Consigne donnée. Extrayez du texte à lire ci-dessous, consacré à la notion d'exclusivité dans les contrats de distribution, le passage qui va de « Pour approfondir : On » à « contrat de distribution) ? », sans y changer un mot.

Texte à lire.

Avocat Associé-Gérant - Docteur en droit

CA Paris, 5 juillet 2017, n°15/05450

La notion d’exclusivité au sens de l’article L. 330-3 du Code de commerce doit être appréciée au seul regard de l’activité exercée au titre du contrat, et non pas de l’activité globale du candidat.

Ce qu’il faut retenir : La notion d’exclusivité au sens de l’article L. 330-3 du Code de commerce doit être appréciée au seul regard de l’activité exercée au titre du contrat, et non pas de l’activité globale du candidat.

Pour approfondir : On ne reprendra pas ici le détail de l’ensemble des faits relatifs à cette affaire. Tout au plus, aborderons nous l’une des questions centrales posées : le franchiseur pouvait-il raisonnablement faire valoir au cas d’espèce ne pas être débiteur de l’obligation d’avoir à remettre au franchisé un DIP ? Autrement dit, quels sont les critères en considération desquels un DIP doit-il être (ou non) remis au franchisé (il s’agissait ici d’un contrat de master concession mais la solution eût été la même s’il s’était agi d’un contrat de franchise ou, plus généralement, d’un contrat de distribution) ?

Au cas présent, le master concessionnaire faisait valoir :

  • que le master concédant était tenu à une obligation de fourniture du DIP,
  • qu’il ne lui avait pas remis ce document,
  • que des informations déterminantes de son consentement (sur l’état du réseau, les pertes cumulées de l’ensemble des filiales du master franchiseur, les fermetures de magasins, l’état des comptes, la politique de développement de la marque…) lui avaient donc été cachées,
  • que s’il en avait eu connaissance, il n’aurait pas contracté, ce d’autant que celles fournies (prévisionnels de croissance totalement faux) étaient trompeuses sur la dégradation de la situation financière et l’état du réseau.

Données enregistrées.
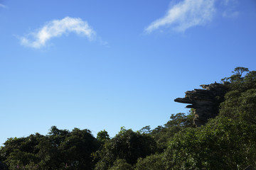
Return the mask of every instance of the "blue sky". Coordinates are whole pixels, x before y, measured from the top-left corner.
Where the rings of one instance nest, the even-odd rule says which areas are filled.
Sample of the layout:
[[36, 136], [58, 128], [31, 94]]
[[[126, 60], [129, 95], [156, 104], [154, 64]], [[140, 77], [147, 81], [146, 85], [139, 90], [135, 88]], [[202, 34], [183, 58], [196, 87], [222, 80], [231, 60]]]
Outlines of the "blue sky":
[[162, 125], [186, 91], [256, 70], [255, 21], [254, 0], [0, 1], [0, 143]]

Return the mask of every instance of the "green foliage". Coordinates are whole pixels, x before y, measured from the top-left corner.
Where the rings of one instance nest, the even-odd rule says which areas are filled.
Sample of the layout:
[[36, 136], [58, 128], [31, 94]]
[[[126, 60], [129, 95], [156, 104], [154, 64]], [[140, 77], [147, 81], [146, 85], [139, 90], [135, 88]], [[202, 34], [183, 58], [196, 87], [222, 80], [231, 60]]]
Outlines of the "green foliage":
[[106, 130], [101, 130], [97, 134], [97, 140], [104, 144], [107, 141], [110, 140], [110, 135]]
[[[240, 72], [239, 74], [242, 73]], [[240, 75], [239, 74], [238, 75]], [[221, 104], [220, 115], [255, 125], [256, 72], [250, 72], [245, 77], [240, 77], [239, 81], [232, 81], [229, 86], [230, 90]]]
[[114, 162], [114, 165], [110, 170], [132, 170], [132, 166], [129, 164], [124, 159], [119, 159]]
[[53, 126], [46, 136], [9, 138], [0, 150], [1, 161], [9, 169], [92, 169], [92, 152], [98, 142], [88, 130], [72, 132]]
[[[247, 72], [242, 76], [245, 72]], [[48, 135], [9, 138], [0, 147], [0, 169], [176, 170], [256, 167], [256, 71], [237, 67], [225, 78], [228, 92], [216, 97], [216, 118], [193, 128], [188, 115], [173, 114], [164, 125], [134, 132], [124, 127], [110, 139], [89, 130], [53, 126]]]
[[[133, 165], [138, 158], [144, 158], [154, 153], [156, 150], [156, 144], [150, 135], [122, 128], [119, 132], [107, 142], [103, 148], [96, 154], [96, 157], [100, 161], [95, 169], [111, 167], [119, 159]], [[102, 169], [100, 169], [100, 166]]]
[[145, 159], [140, 158], [136, 164], [136, 170], [162, 170], [165, 169], [163, 154], [152, 154]]
[[193, 126], [193, 111], [188, 115], [183, 113], [172, 114], [164, 127], [159, 126], [151, 132], [151, 136], [157, 143], [159, 152], [161, 152], [167, 148], [170, 141], [178, 132]]

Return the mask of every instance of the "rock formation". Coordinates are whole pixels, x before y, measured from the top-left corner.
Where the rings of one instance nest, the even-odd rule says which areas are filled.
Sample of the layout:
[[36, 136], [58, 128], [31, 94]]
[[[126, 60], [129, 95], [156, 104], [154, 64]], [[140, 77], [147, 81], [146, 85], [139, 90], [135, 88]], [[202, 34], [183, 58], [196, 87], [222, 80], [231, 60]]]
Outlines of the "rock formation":
[[203, 89], [194, 89], [186, 91], [185, 98], [177, 98], [176, 102], [189, 103], [186, 108], [193, 108], [195, 115], [194, 125], [196, 127], [205, 125], [209, 118], [215, 118], [219, 112], [220, 103], [224, 101], [224, 96], [228, 91], [222, 84], [203, 84]]

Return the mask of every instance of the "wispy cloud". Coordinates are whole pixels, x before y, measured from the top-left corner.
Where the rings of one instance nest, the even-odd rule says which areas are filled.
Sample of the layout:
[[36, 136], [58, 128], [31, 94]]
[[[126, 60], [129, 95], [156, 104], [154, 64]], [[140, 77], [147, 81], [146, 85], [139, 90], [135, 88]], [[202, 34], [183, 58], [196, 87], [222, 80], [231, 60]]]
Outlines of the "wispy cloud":
[[7, 6], [5, 5], [3, 5], [1, 4], [0, 4], [0, 8], [7, 8]]
[[170, 26], [183, 32], [210, 21], [215, 11], [214, 0], [184, 0], [172, 6], [163, 18], [151, 23], [146, 29], [151, 33], [162, 26]]
[[238, 4], [237, 0], [223, 0], [222, 2], [225, 7], [222, 15], [224, 18], [236, 18], [239, 16], [240, 13], [235, 11]]
[[52, 38], [60, 37], [70, 32], [85, 36], [90, 40], [93, 40], [96, 36], [95, 31], [86, 21], [79, 18], [65, 17], [62, 20], [48, 22], [43, 28], [19, 39], [22, 45], [41, 48], [45, 46]]

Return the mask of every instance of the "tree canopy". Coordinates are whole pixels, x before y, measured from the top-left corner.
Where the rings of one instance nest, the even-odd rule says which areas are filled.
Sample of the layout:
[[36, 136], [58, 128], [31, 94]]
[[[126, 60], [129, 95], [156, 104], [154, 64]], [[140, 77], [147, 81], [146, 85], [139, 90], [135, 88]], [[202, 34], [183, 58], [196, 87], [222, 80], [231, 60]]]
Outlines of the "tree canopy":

Résultat final.
Pour approfondir : On ne reprendra pas ici le détail de l’ensemble des faits relatifs à cette affaire. Tout au plus, aborderons nous l’une des questions centrales posées : le franchiseur pouvait-il raisonnablement faire valoir au cas d’espèce ne pas être débiteur de l’obligation d’avoir à remettre au franchisé un DIP ? Autrement dit, quels sont les critères en considération desquels un DIP doit-il être (ou non) remis au franchisé (il s’agissait ici d’un contrat de master concession mais la solution eût été la même s’il s’était agi d’un contrat de franchise ou, plus généralement, d’un contrat de distribution) ?